_WHAT YOU HAVE TO DO_: Please set down every entry again exactly as it stands, without the pictures.

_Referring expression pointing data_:
========================================================================
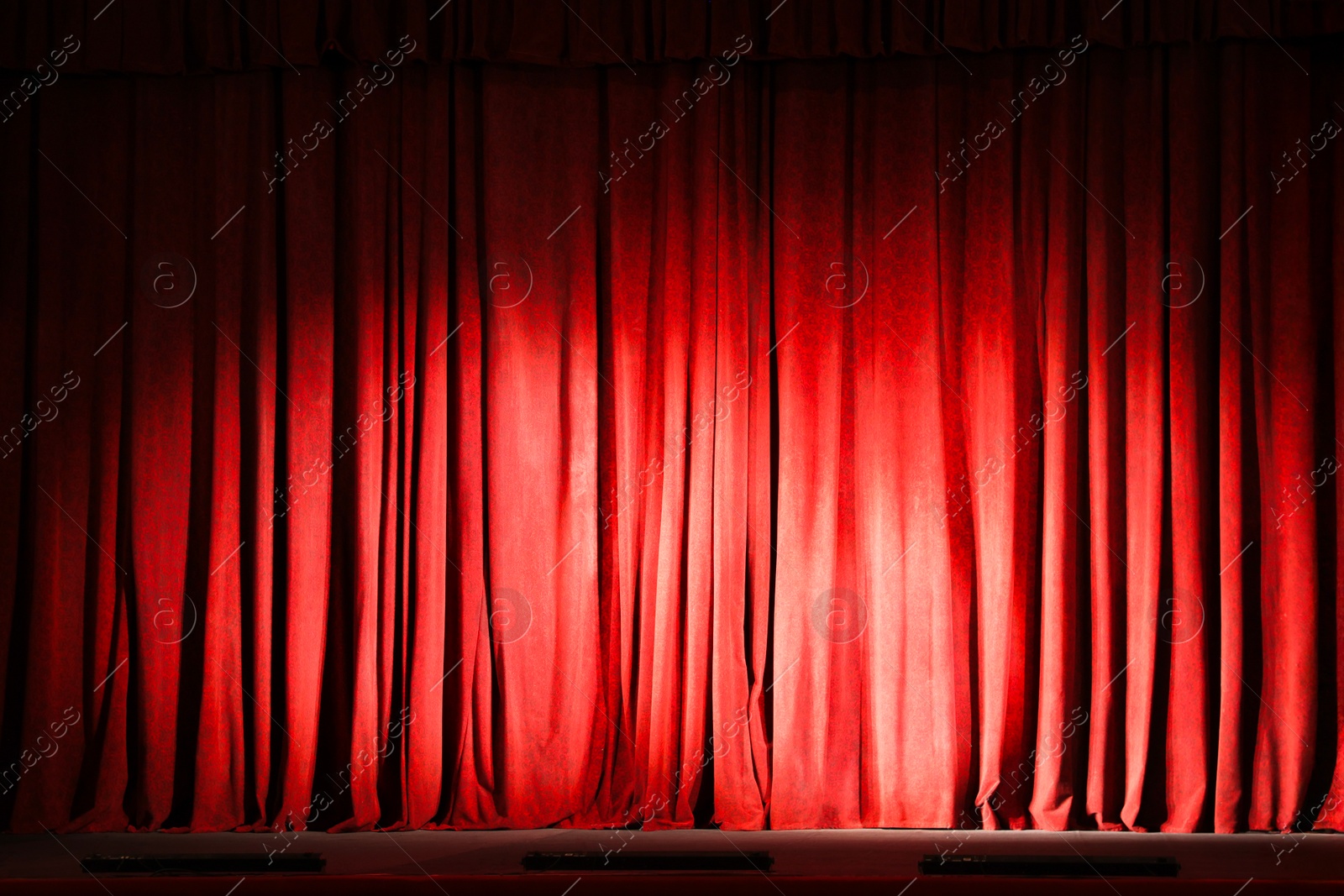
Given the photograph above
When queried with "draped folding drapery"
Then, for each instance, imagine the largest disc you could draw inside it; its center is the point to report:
(900, 443)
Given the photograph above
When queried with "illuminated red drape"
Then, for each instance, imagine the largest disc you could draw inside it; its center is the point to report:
(823, 457)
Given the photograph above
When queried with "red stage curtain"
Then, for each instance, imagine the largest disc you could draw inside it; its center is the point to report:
(906, 443)
(172, 36)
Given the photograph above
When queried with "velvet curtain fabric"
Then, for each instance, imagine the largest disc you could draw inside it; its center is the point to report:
(920, 443)
(174, 36)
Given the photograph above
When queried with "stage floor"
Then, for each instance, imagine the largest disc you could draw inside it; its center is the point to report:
(804, 862)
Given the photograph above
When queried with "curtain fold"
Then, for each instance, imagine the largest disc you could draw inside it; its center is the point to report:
(921, 443)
========================================================================
_RESPONSE AREA_:
Given the photograph above
When queried with "draped folding drapery"
Then, for each instance, imagine the largest disc you could draw inside it; its center is the point to report:
(900, 443)
Given the photograph above
When queried with "illuminated red drape"
Then, for each instance, imagine the largest disc you could draw inside it; its center is the point to report:
(823, 457)
Given the photograph above
When queried with "red stage curtain"
Then, for each instance, imagine the largest disc you could draw inside it; its center is the point to report:
(906, 443)
(172, 36)
Given the photograph above
When queried with "velvet curtain fabric"
Then, for each instance, imagine the largest disc you could draw inside it; its center is the point to report:
(920, 443)
(174, 36)
Given the photograph above
When queried with "stage floor"
Then, for each instance, imagine the largest disc you could draw inside it; its center is the point to report:
(804, 862)
Given the photograph above
When queried with "curtain fold"
Then, for each instance, imagine the largest disc you could draw inside it; its center is the point to report:
(921, 443)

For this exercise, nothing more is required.